▸ **Отрывок**
........

Путешествие в Петербург было воспринято им лишь как продолжение неприятностей, источником которых был русский император. Самым впечатляющим оказался для Евгения подъем по слишком крутой лестнице Михайловского замка — ботфорты были непомерно высоки и мешали сгибать ноги.
И вот он явился пред лицом императора. Воспитатель принца Дибич, дал ему строгое наставление, преклонить одно колено пред русским царем, однако из-за жестких и высоких голенищ ботфорт это никак не удавалась сделать. Внезапно, пытаясь согнуть голенище, принц потерял равновесие и рухнул на оба колена. Император был, видимо, тронут стараниями неуклюжего толстого мальчика. Он поднял Евгения обеими руками, опустил на стул и приветливо разговорился с ним. Евгений скоро освоился и болтал безудержно.
— Знаете, ваше величество, — сказал он в ответ на какой-то вопрос, — путешествия не делают человека умнее!
— Почему вы так думаете? — спросил Павел с улыбкою.
— Да потому, — ляпнул мальчик, — что Кант никогда не выезжал из Кенигсберга, а мысль его обнимала весь мир.
Лицо Павла так помрачнело, что Евгений даже струхнул.
— А что такое, маленький человечек, знаете вы о Канте? — сурово спросил он.
Молнией промелькнуло в голове юного принца запоздалое воспоминание о решительном отвращении, которое испытывал русский император вообще ко всем философам (в противоположность, между прочим, своей матушке!).
— Я ничего не знаю о его творениях, — быстро нашелся Евгений, — они для меня— иероглифы. Но сам он сделался историческим лицом, и его не обходят молчанием на уроках истории.

........

▸ **Задание**
Перечислите все личные имена людей, которые встречаются в отрывке. Записи, которые идут дальше, к отрывку не относятся и представляют собой отдельный материал.

........

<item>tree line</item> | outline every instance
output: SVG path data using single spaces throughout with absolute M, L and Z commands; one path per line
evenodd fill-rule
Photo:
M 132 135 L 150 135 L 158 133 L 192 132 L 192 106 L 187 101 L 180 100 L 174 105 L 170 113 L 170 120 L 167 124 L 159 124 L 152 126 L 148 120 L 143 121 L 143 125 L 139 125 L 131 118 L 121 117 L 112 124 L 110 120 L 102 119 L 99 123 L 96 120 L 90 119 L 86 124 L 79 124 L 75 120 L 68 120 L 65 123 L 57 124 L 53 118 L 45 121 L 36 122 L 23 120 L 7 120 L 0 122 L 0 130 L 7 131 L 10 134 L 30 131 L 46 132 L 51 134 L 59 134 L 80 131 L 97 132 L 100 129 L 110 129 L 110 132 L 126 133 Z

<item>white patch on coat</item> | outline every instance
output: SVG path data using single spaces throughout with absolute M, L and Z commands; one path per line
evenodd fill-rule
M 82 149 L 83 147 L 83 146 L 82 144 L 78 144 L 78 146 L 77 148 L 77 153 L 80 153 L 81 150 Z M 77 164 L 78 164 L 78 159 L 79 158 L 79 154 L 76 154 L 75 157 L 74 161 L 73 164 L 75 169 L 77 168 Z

........

▸ **Готовый ответ**
Евгений, Дибич, Павел, Кант.